**WHAT IS NEEDED**
Render every row below as a numbered list, leaving out blank lines.

**LISTED ENTRIES**
⟨
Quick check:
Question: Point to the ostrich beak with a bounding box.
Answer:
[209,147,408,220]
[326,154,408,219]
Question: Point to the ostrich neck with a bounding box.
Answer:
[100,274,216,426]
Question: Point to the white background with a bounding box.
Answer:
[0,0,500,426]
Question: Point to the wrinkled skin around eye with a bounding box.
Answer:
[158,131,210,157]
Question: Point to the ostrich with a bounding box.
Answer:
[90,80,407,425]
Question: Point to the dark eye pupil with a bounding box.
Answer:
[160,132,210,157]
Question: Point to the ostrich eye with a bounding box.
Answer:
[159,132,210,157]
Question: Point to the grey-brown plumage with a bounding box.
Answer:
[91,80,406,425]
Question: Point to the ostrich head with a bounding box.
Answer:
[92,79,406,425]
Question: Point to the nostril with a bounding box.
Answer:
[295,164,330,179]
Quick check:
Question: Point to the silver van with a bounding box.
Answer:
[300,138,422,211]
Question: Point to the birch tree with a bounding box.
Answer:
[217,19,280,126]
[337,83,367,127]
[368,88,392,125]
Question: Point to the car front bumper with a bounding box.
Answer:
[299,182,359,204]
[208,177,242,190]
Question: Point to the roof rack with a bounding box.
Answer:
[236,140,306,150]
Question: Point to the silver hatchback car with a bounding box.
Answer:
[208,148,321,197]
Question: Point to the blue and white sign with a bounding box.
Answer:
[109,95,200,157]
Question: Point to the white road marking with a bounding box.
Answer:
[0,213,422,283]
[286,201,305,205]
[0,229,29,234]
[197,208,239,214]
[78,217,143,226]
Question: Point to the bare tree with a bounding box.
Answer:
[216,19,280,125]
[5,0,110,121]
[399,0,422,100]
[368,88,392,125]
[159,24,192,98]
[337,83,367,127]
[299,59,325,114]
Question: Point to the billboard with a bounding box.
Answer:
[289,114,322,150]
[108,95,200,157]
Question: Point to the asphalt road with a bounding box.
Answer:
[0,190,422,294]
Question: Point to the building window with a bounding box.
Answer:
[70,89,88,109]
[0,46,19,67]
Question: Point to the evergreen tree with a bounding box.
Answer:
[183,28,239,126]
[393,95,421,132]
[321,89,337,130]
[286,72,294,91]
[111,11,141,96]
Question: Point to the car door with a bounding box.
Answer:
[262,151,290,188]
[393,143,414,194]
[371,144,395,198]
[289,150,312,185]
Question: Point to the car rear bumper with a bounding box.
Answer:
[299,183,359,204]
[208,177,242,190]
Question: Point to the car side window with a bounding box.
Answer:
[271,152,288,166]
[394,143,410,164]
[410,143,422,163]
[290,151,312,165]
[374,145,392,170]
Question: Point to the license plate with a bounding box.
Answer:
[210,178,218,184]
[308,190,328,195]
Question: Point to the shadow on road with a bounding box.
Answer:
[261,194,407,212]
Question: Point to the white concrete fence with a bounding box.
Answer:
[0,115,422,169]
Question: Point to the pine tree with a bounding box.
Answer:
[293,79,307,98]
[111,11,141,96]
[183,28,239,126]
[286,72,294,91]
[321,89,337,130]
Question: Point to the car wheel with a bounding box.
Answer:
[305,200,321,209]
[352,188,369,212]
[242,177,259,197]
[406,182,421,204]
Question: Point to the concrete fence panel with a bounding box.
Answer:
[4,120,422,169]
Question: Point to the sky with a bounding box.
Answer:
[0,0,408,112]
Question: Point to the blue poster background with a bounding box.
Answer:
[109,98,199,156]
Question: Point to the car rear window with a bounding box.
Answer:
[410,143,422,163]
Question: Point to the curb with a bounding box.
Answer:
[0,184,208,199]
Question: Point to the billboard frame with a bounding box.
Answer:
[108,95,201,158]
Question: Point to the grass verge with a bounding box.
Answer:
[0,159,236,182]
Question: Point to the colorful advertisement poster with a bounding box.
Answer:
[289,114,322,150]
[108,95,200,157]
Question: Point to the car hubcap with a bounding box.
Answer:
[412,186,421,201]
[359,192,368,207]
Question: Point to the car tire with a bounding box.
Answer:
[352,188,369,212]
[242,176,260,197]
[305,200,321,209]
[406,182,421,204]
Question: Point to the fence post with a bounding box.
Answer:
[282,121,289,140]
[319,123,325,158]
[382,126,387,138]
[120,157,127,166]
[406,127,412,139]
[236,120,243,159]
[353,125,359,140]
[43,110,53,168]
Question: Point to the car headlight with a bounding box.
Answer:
⟩
**SOLVED PROBLEM**
1. Quick check:
2. Question: Point to the ostrich beak with a bounding box.
3. Answer:
4. [209,147,408,220]
5. [326,154,408,219]
6. Question: Point to the ostrich neck with a bounding box.
7. Answer:
8. [100,274,216,426]
9. Question: Point to the white background with a bounding box.
10. Answer:
11. [0,0,500,426]
12. Question: Point to the wrinkled skin around eye with a bounding box.
13. Answer:
14. [158,131,210,157]
15. Question: Point to the ostrich with a bounding box.
16. Answer:
17. [90,80,407,425]
18. Question: Point to the dark eye pupil with a bounding box.
19. Answer:
20. [160,132,210,157]
21. Question: Point to the ostrich eye with a bounding box.
22. Answer:
23. [159,132,210,157]
24. Question: Point to the grey-brown plumage with a bounding box.
25. Answer:
26. [91,80,406,425]
27. Question: Point to the ostrich head with a bounding box.
28. Answer:
29. [92,79,406,425]
30. Question: Point to the nostril with a bounding box.
31. Answer:
32. [295,164,330,179]
33. Quick check:
34. Question: Point to the silver van with a bounding box.
35. Answer:
36. [300,138,422,211]
37. Question: Point to the birch tree with a bounding box.
38. Answer:
39. [217,19,280,126]
40. [337,83,367,127]
41. [368,88,392,125]
42. Question: Point to the car front bumper with a bounding box.
43. Answer:
44. [299,182,359,204]
45. [208,177,242,190]
46. Question: Point to the roof rack with a bounding box.
47. Answer:
48. [236,140,306,150]
49. Question: Point to the silver hatchback car with a bounding box.
50. Answer:
51. [208,148,321,197]
52. Question: Point to the blue and white sign with a bounding box.
53. Answer:
54. [109,95,200,157]
55. Question: Point to the white road marking with a bounding box.
56. Answer:
57. [0,213,422,283]
58. [286,201,305,205]
59. [0,229,29,234]
60. [197,208,239,214]
61. [78,217,143,226]
62. Question: Point to the bare tree with a bounding box.
63. Answer:
64. [216,19,280,125]
65. [5,0,110,121]
66. [399,0,422,100]
67. [368,88,392,125]
68. [159,24,192,98]
69. [337,83,367,127]
70. [299,59,325,114]
71. Question: Point to the billboard with a bounding box.
72. Answer:
73. [289,114,322,150]
74. [108,95,200,157]
75. Question: Point to the asphalt road with a bounding box.
76. Answer:
77. [0,190,422,294]
78. Question: Point to the building window with a bounding box.
79. Answer:
80. [70,89,88,109]
81. [0,46,19,67]
82. Question: Point to the evergreen tree with a bounding box.
83. Answer:
84. [183,28,239,126]
85. [393,95,421,132]
86. [321,89,337,130]
87. [286,72,294,91]
88. [111,11,141,96]
89. Question: Point to the car door with a bounding box.
90. Answer:
91. [262,151,290,188]
92. [393,143,414,194]
93. [371,144,395,198]
94. [289,150,312,185]
95. Question: Point to the car rear bumper with a bounding box.
96. Answer:
97. [299,183,359,204]
98. [208,177,242,190]
99. Question: Point to the car side window with a bounding box.
100. Answer:
101. [271,152,288,166]
102. [394,143,410,164]
103. [410,143,422,163]
104. [290,151,312,165]
105. [374,145,392,170]
106. Question: Point to the license plate with a bounding box.
107. Answer:
108. [210,178,218,184]
109. [308,190,328,195]
110. Question: Point to the shadow on road with a bounding box.
111. Answer:
112. [261,194,407,212]
113. Question: Point to the white concrete fence with a bounding box.
114. Answer:
115. [0,115,422,169]
116. Question: Point to the pine tree with a bounding box.
117. Answer:
118. [293,79,307,98]
119. [111,11,141,96]
120. [183,28,239,126]
121. [286,72,294,91]
122. [321,89,337,130]
123. Question: Point to the car wheel with a bounding box.
124. Answer:
125. [305,200,321,209]
126. [352,188,369,212]
127. [242,177,259,197]
128. [406,182,421,204]
129. Question: Point to the concrete fence panel with a bounding box.
130. Answer:
131. [4,120,422,169]
132. Question: Point to the sky with a bounding box.
133. Answer:
134. [0,0,408,112]
135. Question: Point to the blue poster background with a bounding box.
136. Answer:
137. [109,98,199,156]
138. Question: Point to the car rear window with a bounding box.
139. Answer:
140. [410,143,422,163]
141. Question: Point to the curb with a bounding box.
142. Answer:
143. [0,184,208,199]
144. Question: Point to the billboard frame with a bounding box.
145. Answer:
146. [108,95,201,158]
147. Question: Point to the grass verge with a bounding box.
148. Answer:
149. [0,159,236,182]
150. Question: Point to the colorful advertisement poster with a bounding box.
151. Answer:
152. [289,114,322,150]
153. [108,95,200,157]
154. Question: Point to the car hubcap with a bounding box.
155. Answer:
156. [412,186,421,201]
157. [359,192,368,207]
158. Question: Point to the car tire with a bounding box.
159. Answer:
160. [352,188,369,212]
161. [242,176,260,197]
162. [305,200,321,209]
163. [406,182,421,204]
164. Question: Point to the fence post with a bounding box.
165. Answer:
166. [282,121,289,140]
167. [319,123,325,158]
168. [382,126,387,138]
169. [120,157,127,166]
170. [406,127,412,139]
171. [236,120,243,159]
172. [353,125,359,140]
173. [43,110,53,168]
174. Question: Point to the car headlight with a bounding box.
175. Answer:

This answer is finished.